Pull out every line of the items below that contains the word "knee", and treat uppercase and lowercase letters as different.

> Extracted entries:
--

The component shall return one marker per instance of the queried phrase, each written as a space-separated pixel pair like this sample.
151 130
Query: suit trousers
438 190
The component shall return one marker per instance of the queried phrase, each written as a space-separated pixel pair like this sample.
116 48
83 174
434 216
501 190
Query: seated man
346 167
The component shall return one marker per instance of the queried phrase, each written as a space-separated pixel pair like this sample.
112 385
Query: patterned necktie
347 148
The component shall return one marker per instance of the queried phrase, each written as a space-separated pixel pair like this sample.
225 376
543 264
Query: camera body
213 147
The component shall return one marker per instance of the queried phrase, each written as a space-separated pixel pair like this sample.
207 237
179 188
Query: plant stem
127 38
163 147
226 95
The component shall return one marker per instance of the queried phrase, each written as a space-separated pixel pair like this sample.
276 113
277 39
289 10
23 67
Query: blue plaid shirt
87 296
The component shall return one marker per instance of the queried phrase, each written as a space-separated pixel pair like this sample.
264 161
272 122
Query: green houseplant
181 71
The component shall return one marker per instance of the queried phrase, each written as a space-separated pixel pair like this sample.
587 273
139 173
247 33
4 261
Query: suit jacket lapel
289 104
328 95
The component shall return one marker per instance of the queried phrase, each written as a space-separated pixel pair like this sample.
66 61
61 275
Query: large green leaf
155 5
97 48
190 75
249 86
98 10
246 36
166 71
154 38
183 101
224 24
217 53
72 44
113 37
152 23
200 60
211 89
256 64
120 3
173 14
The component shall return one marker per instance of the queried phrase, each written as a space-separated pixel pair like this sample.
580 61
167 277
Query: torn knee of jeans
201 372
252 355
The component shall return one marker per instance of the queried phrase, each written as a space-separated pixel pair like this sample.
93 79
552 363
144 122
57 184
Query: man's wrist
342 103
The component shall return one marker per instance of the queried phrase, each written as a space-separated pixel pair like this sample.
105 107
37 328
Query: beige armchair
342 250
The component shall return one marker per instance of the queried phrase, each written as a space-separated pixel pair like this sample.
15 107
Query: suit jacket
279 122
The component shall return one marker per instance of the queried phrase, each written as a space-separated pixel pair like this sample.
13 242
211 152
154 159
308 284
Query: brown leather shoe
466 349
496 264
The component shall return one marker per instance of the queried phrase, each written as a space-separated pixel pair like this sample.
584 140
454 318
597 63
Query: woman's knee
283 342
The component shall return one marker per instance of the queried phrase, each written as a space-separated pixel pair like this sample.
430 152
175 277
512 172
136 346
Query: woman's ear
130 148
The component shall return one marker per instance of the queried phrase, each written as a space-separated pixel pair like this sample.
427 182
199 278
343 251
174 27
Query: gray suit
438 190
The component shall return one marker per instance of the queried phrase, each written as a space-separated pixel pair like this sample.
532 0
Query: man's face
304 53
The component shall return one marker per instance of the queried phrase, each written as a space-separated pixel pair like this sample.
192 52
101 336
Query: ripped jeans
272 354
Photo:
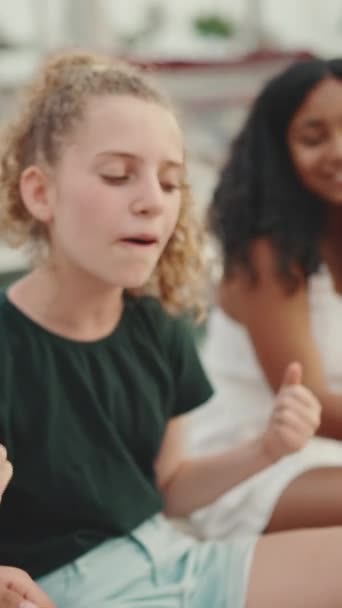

--

> Finished answer:
Query: torn knee of jeans
Query: woman's knee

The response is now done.